===== ITEMS =====
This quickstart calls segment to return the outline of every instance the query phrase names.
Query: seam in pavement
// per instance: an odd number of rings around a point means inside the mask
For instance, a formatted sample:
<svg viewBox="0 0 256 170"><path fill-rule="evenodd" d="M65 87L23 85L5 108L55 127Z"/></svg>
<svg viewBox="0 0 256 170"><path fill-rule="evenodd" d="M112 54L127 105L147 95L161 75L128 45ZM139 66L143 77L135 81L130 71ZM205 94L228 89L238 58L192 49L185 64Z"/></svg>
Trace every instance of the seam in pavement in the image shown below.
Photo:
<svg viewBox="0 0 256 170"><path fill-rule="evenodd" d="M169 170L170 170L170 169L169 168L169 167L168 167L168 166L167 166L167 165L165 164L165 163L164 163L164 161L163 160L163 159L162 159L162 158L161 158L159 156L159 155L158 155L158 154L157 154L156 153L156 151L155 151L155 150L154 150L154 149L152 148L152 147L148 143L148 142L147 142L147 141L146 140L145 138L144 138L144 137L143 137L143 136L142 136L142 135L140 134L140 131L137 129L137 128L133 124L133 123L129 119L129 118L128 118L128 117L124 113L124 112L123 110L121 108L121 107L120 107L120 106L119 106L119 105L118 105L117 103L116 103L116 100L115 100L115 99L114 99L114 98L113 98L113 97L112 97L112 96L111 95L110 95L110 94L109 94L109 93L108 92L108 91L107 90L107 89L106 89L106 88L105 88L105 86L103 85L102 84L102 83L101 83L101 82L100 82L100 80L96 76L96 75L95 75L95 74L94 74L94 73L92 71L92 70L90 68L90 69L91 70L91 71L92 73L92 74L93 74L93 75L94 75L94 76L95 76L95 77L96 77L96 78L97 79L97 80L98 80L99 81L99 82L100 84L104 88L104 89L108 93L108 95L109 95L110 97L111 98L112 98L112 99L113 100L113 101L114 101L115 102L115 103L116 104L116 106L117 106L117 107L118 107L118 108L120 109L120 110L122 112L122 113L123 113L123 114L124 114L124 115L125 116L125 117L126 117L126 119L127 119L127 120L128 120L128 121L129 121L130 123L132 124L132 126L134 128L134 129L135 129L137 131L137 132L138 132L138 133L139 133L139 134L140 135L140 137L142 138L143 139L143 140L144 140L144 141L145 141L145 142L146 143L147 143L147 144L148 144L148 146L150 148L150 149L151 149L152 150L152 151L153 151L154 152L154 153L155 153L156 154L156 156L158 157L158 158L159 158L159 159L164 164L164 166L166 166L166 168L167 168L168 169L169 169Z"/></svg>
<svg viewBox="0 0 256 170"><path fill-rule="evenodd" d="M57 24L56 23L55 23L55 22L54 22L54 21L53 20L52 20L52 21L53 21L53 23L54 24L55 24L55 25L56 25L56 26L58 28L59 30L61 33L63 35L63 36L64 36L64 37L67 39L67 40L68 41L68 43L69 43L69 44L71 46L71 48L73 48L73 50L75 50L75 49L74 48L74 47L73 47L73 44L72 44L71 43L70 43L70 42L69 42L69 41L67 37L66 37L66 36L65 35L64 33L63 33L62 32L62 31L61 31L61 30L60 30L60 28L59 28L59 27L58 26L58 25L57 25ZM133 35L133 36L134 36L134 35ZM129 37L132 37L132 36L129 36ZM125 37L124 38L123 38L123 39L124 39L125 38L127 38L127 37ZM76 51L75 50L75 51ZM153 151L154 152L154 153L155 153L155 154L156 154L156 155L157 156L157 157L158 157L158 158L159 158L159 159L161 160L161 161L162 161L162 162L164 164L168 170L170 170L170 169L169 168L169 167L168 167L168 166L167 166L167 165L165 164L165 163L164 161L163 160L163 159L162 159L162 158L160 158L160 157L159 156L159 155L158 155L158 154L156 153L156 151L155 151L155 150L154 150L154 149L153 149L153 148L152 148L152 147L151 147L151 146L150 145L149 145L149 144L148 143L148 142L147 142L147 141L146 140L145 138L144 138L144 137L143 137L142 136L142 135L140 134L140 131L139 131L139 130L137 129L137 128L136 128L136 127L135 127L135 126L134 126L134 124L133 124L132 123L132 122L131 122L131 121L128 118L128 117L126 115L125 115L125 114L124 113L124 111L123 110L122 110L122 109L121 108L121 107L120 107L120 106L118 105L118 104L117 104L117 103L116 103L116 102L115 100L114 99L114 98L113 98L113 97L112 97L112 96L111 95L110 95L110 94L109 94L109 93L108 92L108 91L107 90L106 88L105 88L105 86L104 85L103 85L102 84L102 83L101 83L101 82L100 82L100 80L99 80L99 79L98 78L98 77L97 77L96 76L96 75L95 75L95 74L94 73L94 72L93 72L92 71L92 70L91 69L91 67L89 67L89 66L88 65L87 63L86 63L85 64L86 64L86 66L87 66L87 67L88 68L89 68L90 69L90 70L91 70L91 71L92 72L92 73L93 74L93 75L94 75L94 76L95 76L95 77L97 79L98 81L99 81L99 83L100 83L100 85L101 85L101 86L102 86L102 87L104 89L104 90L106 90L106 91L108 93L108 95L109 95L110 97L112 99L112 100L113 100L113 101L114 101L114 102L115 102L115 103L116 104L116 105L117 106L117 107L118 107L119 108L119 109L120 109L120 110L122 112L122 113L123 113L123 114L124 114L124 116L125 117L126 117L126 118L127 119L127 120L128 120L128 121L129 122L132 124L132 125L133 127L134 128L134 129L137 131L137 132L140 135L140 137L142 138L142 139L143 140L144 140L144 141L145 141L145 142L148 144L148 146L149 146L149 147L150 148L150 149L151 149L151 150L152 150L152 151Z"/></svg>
=====
===== ITEMS =====
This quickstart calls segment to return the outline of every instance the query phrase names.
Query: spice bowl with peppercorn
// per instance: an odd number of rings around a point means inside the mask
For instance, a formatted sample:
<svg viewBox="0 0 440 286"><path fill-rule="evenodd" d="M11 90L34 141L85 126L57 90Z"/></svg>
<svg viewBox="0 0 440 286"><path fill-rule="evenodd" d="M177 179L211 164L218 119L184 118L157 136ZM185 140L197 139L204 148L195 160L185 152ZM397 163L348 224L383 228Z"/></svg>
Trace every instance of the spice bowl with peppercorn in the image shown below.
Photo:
=====
TASK INSTRUCTIONS >> Pull out every line of the entries above that contains the word "below". Case counts.

EXERCISE ANSWER >>
Trace every instance of the seam in pavement in the image shown below.
Trace every instance of the spice bowl with peppercorn in the image shown below.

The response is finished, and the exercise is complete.